### [What is needed]
Beginning at the line that contains "Target: pink collar", transcribe the remaining lines of the listing exactly; include the final line and omit everything before.

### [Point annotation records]
•••

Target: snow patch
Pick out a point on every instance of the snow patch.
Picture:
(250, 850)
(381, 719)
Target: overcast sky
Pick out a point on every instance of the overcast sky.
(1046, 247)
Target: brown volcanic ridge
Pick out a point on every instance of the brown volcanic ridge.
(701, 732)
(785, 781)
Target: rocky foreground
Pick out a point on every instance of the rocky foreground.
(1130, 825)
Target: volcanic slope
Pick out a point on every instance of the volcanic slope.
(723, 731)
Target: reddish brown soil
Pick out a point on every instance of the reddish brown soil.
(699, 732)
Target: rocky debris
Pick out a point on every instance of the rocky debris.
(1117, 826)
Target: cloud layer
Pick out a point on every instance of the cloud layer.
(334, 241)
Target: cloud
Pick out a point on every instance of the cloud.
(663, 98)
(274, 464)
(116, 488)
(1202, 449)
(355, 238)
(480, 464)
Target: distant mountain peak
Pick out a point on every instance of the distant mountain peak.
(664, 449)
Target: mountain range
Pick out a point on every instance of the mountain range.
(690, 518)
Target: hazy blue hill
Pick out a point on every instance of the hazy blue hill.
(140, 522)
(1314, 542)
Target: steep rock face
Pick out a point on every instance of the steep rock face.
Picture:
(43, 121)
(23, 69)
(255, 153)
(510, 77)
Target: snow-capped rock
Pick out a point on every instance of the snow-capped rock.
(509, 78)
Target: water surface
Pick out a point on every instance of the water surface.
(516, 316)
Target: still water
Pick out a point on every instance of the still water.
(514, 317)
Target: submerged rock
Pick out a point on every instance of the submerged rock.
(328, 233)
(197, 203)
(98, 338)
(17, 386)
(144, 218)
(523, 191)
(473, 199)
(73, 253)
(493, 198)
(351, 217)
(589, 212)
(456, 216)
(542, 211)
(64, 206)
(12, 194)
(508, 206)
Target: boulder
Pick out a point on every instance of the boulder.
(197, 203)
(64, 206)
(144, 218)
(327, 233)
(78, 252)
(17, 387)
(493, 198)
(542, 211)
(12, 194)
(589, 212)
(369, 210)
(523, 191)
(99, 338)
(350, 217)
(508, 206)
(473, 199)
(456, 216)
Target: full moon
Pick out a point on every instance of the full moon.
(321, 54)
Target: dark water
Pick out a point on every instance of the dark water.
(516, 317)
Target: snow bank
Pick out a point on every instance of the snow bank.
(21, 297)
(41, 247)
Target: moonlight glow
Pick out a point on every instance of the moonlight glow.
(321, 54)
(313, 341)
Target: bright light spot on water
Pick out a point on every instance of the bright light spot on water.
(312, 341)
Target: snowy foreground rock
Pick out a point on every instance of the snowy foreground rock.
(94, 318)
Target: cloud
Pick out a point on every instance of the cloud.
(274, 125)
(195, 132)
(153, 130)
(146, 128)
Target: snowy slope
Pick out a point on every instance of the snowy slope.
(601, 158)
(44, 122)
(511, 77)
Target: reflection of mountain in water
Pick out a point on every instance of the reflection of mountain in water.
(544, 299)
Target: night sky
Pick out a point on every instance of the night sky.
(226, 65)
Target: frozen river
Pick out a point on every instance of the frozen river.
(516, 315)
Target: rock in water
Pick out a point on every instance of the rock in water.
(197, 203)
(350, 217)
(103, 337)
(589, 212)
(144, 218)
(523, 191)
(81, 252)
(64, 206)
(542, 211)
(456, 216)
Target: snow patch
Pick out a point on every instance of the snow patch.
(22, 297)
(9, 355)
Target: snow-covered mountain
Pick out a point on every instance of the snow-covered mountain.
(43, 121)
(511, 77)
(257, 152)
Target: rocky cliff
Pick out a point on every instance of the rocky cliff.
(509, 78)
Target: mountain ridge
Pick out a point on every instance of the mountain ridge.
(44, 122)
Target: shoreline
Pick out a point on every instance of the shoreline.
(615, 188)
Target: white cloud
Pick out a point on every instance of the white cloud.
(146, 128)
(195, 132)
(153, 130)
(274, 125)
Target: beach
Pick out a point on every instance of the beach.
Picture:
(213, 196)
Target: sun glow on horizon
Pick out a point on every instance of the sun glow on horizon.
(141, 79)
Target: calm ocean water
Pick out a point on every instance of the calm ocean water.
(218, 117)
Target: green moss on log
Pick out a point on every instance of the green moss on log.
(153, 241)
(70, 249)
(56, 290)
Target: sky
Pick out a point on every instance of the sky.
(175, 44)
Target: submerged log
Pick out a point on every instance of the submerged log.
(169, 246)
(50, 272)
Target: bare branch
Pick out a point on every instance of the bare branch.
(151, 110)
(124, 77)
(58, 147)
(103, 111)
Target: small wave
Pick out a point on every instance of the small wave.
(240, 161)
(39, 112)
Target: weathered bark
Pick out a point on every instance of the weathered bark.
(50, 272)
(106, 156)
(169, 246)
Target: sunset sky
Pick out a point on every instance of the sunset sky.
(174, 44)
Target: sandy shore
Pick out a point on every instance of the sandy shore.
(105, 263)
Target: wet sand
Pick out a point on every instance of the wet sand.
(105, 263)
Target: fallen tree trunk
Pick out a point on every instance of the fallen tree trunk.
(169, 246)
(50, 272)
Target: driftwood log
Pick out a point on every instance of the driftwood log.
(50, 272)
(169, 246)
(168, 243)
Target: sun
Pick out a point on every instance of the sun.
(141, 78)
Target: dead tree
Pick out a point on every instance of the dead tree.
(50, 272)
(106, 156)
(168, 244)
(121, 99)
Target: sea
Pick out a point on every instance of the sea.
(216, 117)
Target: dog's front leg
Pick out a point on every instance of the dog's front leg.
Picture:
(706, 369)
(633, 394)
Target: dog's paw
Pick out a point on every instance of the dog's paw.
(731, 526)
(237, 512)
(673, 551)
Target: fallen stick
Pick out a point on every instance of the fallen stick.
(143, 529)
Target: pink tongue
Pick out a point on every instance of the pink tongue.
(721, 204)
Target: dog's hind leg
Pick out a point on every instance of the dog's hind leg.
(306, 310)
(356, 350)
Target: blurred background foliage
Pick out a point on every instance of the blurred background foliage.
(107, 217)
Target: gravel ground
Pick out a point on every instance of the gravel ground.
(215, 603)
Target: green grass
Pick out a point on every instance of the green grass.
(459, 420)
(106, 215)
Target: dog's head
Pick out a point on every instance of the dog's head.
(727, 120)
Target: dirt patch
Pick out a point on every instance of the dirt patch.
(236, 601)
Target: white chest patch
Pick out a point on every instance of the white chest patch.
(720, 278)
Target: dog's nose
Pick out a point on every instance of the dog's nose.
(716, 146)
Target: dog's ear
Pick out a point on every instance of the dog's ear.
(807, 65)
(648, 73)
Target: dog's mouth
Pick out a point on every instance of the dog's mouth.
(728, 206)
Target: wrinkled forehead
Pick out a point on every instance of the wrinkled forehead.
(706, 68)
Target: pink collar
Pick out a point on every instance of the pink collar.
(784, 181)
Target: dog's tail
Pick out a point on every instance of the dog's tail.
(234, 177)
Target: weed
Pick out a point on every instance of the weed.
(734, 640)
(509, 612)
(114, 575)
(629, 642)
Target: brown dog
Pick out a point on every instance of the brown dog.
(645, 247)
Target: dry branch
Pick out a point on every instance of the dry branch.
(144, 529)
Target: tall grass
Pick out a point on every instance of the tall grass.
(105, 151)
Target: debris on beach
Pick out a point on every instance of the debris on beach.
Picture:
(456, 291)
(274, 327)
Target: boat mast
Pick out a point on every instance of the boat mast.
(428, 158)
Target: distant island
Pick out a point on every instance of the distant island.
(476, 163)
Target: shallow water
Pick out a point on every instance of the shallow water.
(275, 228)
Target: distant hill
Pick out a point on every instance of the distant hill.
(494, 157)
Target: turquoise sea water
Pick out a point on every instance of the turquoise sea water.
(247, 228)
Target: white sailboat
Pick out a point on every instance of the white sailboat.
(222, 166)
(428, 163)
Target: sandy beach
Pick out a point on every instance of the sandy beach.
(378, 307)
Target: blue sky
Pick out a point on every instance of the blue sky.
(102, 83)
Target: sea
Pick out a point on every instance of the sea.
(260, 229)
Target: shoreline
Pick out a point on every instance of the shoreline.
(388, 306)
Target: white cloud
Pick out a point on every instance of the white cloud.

•••

### [Solved exercise]
Target: pink collar
Pick out a point on every instance of the pink collar.
(784, 181)
Target: dog's tail
Pick out a point on every instance of the dog's tail.
(234, 177)
Target: weed
Pick out a point on every instance of the weed.
(734, 640)
(509, 612)
(114, 575)
(629, 642)
Target: brown dog
Pick out a point on every instance of the brown dog.
(645, 247)
Target: dry branch
Pick out a point on every instance of the dry branch.
(144, 529)
Target: tall grass
Pick out a point on every instance of the tall grass.
(105, 151)
Target: debris on beach
Pick out a point on every instance of the debris on beach.
Picture:
(456, 291)
(274, 327)
Target: boat mast
Pick out a point on every instance of the boat mast.
(428, 158)
Target: distant island
Pick out a point on every instance of the distant island.
(476, 163)
Target: shallow water
Pick out a point on every instance of the shallow water.
(275, 228)
Target: distant hill
Pick out a point on every instance of the distant hill.
(494, 157)
Target: turquoise sea water
Pick out a point on every instance of the turquoise sea water.
(247, 228)
Target: white sailboat
Pick out a point on every instance of the white sailboat.
(222, 166)
(428, 163)
Target: sandy beach
Pick out a point on every instance of the sandy beach.
(378, 307)
Target: blue sky
Pick out a point on every instance of the blue sky.
(102, 83)
Target: sea
Pick out a point on every instance of the sea.
(260, 229)
Target: shoreline
Pick out a point on every instance of the shoreline.
(388, 306)
Target: white cloud
Pick out a point on every instance of the white cloud.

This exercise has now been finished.